- **Given exercise**
Find each line in the material below that contains the word "wall", matching upper and lower case exactly, and copy those lines out in full.

--- Supplied records ---

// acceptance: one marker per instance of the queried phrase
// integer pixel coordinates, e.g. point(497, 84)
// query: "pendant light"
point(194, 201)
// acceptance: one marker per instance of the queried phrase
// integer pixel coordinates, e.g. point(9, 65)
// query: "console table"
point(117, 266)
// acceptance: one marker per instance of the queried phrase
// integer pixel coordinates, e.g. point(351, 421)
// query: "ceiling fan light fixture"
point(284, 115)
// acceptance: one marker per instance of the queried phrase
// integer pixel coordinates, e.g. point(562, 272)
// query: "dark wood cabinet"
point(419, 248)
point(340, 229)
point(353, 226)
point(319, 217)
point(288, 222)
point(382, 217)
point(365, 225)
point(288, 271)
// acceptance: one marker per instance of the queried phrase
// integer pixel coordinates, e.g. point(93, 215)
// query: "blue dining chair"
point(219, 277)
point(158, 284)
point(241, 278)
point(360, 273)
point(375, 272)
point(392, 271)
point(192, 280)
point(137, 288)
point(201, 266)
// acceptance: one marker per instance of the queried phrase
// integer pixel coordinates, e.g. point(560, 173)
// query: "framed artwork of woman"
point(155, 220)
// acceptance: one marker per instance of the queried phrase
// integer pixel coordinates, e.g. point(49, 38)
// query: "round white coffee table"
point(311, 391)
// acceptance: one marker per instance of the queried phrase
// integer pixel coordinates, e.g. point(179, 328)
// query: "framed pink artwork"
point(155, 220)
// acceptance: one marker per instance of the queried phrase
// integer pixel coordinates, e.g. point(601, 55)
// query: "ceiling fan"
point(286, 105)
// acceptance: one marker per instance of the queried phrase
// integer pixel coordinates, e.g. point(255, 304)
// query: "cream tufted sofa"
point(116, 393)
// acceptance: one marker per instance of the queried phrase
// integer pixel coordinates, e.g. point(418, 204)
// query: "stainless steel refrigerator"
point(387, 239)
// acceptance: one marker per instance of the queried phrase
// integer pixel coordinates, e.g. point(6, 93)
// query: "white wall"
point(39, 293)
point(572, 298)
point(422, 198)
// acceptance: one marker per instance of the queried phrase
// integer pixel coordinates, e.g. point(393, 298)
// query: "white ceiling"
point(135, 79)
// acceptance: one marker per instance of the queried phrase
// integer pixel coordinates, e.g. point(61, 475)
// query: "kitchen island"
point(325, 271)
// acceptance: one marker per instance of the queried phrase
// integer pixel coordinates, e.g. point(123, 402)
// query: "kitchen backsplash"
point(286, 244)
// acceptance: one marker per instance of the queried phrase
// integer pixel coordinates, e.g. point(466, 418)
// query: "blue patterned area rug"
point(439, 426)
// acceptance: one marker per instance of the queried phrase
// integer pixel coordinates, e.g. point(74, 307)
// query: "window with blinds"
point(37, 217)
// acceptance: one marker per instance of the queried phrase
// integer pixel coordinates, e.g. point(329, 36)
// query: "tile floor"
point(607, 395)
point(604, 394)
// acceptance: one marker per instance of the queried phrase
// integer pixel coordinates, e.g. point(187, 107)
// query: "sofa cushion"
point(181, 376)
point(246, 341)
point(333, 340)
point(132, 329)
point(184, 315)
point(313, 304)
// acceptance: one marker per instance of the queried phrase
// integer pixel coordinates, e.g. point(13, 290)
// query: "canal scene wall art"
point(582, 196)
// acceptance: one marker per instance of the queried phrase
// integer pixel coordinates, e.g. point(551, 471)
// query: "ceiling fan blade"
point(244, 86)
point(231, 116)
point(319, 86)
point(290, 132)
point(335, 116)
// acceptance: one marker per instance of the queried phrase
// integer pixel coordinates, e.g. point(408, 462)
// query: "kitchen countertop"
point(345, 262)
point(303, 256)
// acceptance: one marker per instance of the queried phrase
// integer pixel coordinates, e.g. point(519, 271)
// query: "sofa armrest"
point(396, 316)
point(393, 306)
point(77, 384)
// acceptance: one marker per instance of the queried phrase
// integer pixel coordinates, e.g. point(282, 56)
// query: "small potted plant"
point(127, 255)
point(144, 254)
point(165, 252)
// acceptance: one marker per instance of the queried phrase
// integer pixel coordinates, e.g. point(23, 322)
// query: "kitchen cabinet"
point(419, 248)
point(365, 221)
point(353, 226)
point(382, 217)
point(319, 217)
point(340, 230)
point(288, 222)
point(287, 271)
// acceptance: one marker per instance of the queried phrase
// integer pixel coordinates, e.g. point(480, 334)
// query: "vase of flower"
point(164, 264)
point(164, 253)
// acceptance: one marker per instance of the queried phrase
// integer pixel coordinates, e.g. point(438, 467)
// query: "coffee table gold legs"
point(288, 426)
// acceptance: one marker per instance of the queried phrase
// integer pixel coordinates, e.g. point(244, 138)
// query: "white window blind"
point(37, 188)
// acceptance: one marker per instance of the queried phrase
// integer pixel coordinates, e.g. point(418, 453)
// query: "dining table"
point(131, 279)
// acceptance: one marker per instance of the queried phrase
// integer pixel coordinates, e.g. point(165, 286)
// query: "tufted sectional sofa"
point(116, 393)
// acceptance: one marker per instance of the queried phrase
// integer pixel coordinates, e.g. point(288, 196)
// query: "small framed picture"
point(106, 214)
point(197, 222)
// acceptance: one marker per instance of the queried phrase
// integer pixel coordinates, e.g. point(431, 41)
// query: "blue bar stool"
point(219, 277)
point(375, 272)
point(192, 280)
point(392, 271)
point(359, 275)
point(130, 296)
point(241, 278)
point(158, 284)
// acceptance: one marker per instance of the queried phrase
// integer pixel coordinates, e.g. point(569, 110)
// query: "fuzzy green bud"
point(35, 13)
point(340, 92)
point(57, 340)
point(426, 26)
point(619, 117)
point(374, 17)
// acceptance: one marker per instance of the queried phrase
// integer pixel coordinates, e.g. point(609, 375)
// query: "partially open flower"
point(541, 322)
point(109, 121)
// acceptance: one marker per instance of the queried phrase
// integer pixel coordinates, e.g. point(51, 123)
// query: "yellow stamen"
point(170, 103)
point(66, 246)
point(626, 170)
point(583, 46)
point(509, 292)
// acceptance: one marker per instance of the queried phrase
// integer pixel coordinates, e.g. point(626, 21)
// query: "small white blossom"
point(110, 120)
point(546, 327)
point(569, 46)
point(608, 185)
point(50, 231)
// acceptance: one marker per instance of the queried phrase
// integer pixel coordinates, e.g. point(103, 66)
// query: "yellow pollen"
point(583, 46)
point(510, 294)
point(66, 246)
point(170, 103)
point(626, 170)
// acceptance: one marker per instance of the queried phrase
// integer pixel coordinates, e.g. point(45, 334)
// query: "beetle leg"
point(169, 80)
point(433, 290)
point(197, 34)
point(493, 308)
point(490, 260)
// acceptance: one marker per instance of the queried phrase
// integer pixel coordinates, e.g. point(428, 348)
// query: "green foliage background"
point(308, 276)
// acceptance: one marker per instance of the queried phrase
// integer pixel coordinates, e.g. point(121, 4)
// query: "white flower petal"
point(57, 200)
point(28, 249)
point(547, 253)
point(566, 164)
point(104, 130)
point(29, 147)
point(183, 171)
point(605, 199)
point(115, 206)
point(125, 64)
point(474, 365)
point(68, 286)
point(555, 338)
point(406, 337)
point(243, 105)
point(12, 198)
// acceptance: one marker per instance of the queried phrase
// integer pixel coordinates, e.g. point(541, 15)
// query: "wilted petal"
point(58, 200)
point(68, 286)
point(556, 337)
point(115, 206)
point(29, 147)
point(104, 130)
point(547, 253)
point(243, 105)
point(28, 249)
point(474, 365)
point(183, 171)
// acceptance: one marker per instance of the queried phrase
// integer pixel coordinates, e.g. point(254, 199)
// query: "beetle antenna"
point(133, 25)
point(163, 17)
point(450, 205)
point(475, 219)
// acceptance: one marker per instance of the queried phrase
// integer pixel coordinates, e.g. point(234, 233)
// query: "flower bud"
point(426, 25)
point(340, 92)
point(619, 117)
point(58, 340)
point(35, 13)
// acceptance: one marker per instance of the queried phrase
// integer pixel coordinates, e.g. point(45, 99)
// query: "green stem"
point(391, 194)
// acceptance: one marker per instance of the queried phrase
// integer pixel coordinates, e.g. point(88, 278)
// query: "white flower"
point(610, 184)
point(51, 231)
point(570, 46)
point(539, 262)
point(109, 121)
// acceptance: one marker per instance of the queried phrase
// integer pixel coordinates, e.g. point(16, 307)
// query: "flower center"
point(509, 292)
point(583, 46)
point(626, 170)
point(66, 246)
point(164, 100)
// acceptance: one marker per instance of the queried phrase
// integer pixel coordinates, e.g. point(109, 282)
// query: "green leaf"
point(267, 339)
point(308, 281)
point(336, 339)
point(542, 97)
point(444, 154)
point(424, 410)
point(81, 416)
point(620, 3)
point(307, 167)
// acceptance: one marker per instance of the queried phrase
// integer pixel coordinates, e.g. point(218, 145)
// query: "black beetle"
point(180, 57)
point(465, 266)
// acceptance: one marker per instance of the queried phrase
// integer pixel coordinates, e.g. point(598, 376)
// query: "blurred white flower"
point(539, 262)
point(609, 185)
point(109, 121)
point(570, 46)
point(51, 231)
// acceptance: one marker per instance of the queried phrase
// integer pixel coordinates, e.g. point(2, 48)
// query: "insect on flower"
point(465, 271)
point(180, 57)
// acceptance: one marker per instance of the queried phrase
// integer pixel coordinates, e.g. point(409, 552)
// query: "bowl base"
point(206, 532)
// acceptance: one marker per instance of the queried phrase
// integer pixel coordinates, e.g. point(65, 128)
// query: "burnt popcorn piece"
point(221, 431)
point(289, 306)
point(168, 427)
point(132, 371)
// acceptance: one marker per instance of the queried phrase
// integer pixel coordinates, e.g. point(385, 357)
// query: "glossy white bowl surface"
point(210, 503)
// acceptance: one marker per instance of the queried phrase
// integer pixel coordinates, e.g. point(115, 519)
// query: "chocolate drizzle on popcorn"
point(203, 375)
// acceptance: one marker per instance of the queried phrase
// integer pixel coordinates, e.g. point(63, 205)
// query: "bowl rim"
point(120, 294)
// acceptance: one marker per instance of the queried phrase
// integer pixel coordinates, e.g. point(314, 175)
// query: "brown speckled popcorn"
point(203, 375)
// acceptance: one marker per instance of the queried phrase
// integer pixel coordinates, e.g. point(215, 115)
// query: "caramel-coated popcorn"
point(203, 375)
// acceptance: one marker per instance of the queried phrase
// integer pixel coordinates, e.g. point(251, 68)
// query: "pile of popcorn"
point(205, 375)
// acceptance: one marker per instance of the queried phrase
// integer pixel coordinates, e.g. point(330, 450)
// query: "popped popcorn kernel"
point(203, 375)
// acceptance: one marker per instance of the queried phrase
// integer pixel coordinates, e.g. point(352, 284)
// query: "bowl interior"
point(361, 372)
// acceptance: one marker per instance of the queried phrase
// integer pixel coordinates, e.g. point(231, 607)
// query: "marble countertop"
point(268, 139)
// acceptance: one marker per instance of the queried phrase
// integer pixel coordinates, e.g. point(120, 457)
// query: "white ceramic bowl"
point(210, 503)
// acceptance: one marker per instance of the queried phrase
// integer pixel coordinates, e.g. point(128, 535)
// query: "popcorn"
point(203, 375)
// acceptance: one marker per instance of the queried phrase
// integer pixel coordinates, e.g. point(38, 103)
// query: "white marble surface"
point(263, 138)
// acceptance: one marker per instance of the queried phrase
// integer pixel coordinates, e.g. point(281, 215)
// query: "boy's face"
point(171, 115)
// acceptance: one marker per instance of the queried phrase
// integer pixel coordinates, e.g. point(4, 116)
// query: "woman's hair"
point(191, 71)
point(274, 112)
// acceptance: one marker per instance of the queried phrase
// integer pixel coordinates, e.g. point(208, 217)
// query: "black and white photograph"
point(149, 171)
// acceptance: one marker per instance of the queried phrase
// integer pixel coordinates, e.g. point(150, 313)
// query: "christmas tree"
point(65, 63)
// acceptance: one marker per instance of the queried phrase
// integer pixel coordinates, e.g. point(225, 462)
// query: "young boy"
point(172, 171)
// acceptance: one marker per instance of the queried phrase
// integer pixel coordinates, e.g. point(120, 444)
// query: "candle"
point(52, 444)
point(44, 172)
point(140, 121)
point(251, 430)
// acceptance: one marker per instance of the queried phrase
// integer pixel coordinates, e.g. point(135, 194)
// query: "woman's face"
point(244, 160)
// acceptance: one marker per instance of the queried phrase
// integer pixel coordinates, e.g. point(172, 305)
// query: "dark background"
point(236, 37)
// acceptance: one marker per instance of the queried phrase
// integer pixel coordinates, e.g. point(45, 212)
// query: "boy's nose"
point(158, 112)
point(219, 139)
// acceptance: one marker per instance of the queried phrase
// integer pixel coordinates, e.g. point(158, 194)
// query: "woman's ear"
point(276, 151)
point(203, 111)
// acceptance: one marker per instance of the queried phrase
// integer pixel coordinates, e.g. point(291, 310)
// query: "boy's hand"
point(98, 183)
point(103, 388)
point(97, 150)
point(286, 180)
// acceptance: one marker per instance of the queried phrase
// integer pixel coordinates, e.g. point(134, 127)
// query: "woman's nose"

---

- **Output of the exercise**
// query: "white wall"
// query: "canal scene wall art"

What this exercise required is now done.